▶ Что сделать:
1 > Какую должность занимал Стэплтон Рой, когда позвонил из Вашингтона, согласно отрывку?
2 > Перепишите без изменений часть отрывка: начните со слов «Простуда моя прошла, я» и закончите словами «входа в министерство.».

Мысль, будто Горбачев стремится к президентству для того лишь, чтобы свалить литовцев, на мой взгляд, была лишена смысла. Куда более вероятно, что он рассматривал президентство как способ высвободиться из–под опеки партии и обрести больший контроль над силами, громко призвавшими обрушиться на прибалтийские государства. Коли так, то прибалтам следовало бы приветствовать такой шаг, а не пытаться воспрепятствовать ему. Впрочем, это было всего лишь мое мнение, и оно — без какого–либо доказательства с моей стороны — вряд ли пленило бы наших прибалтийских друзей.
Едва семинар закончился и гости разошлись, раздался звонок из Вашингтона, Звонил мой старый приятель Стэплтон Рой, бывший тогда ответственным секретарем госдепартамента (и впоследствии ставший послом в Китае). Он хотел уведомить меня, что мои послания привлекли внимание самого президента и к утру я, вероятно, получу дальнейшие указания.
Предвидение Роя оказалось, как всегда, точным. На следующее утро в 7:15 (11:15 ночи в Вашингтоне) он снова позвонил и передал, что мне следует найти Шеварднадзе и подробнее обсудить с ним ситуацию. Хотя 8 марта в СССР праздничный день и официально учреждения не работают, дежурный по министерству иностранных дел сообщил нам, что Шеварднадзе с удовольствием примет меня ближе к вечеру. Позже известили, что меня будут ждать к 6:00 вечера.
Простуда моя прошла, я чувствовал себя почти нормально, так что отправился в министерство пешком. Не было никакой необходимости вызывать пересуды о том, почему это американскому послу приспичило встречаться с советским министром иностранных дел в праздник, а такое могло бы случиться, если бы мою казенную машину с американским флагом заметили у входа в министерство.

Фрагменты набора данных для разметки точками:
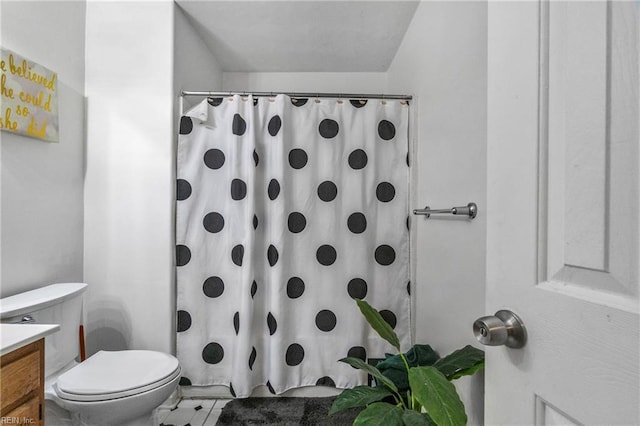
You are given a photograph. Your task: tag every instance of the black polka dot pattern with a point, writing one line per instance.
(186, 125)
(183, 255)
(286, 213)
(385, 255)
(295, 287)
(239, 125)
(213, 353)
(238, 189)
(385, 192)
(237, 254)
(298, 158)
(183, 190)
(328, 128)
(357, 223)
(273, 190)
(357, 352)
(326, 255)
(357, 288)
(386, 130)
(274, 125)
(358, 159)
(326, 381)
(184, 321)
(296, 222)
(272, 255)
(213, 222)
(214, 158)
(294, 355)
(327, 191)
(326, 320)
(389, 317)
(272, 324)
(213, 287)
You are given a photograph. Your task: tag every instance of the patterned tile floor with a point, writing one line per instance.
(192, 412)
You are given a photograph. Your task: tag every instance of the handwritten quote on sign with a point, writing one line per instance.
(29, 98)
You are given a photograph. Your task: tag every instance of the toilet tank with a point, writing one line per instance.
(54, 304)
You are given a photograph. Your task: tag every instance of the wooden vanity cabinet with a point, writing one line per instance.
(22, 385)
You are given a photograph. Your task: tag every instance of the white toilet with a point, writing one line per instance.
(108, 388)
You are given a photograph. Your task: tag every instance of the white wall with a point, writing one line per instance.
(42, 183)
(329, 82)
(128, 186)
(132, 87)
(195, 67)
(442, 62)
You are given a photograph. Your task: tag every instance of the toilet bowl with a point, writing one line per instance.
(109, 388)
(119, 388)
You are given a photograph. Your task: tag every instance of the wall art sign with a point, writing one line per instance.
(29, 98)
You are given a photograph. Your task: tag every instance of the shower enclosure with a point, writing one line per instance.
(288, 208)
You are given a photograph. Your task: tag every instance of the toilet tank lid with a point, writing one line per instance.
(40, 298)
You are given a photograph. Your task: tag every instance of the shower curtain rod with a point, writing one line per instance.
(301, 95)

▶ Готовые решения:
1 > Он был ответственным секретарем госдепартамента.

2 >
Простуда моя прошла, я чувствовал себя почти нормально, так что отправился в министерство пешком. Не было никакой необходимости вызывать пересуды о том, почему это американскому послу приспичило встречаться с советским министром иностранных дел в праздник, а такое могло бы случиться, если бы мою казенную машину с американским флагом заметили у входа в министерство.